*Given task*: Substitute "asphalt surface" for "concrete ground" in everything from the line containing "The response SHOULD mark one point per instance of the exhaust" down to the last line, and give those lines again with nothing else changed.
....
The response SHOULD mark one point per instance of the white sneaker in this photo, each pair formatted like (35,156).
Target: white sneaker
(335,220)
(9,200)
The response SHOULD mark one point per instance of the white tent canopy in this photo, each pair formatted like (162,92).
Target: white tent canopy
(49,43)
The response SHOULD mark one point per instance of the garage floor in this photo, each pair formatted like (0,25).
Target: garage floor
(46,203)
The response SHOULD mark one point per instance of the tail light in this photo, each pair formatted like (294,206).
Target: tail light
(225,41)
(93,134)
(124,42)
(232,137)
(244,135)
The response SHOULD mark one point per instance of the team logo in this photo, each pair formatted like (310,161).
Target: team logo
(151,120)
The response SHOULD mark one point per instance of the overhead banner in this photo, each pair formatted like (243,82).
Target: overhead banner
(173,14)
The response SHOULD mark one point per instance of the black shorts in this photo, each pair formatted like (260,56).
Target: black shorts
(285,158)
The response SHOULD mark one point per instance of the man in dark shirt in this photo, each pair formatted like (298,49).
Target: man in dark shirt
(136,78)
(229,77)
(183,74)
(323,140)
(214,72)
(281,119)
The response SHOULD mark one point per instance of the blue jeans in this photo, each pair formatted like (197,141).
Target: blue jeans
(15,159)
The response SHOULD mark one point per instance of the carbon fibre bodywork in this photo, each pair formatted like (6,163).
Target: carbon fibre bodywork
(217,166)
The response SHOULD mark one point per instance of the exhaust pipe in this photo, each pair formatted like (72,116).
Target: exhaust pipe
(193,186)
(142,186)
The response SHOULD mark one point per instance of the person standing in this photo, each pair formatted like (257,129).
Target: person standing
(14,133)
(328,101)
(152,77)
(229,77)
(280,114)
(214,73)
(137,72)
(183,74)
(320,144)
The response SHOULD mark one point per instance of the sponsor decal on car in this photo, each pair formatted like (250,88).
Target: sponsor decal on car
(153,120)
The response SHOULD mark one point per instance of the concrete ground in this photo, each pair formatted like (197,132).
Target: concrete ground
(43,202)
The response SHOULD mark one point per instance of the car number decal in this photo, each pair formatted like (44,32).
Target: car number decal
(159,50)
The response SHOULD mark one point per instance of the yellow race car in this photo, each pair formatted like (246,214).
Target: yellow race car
....
*Written solution*:
The response SHOULD mark one point per instance of the exhaust pipe in this photo, each pair formatted like (72,116).
Target: exhaust pipe
(193,186)
(142,186)
The response SHOULD mark one point per instance of the person standing in this photo, each pair formatted like (257,129).
Target: person standing
(14,133)
(328,101)
(152,77)
(229,77)
(280,114)
(214,73)
(137,72)
(183,74)
(320,144)
The response SHOULD mark one point per instance of the sponsor decal on car in this photo, each pair formatted like (250,88).
Target: sponsor decal on car
(153,120)
The response SHOULD mark one point per instance of the asphalt surface in this photo, each pair formatted like (197,132).
Target: asphalt surface
(43,202)
The response SHOULD mark one point per instance of the car number decal in this photo, each pair formatted like (44,32).
Target: car number decal
(159,50)
The response SHOULD mark one point per instance of the yellow race car in this photo, each pair formatted like (246,214).
Target: yellow race car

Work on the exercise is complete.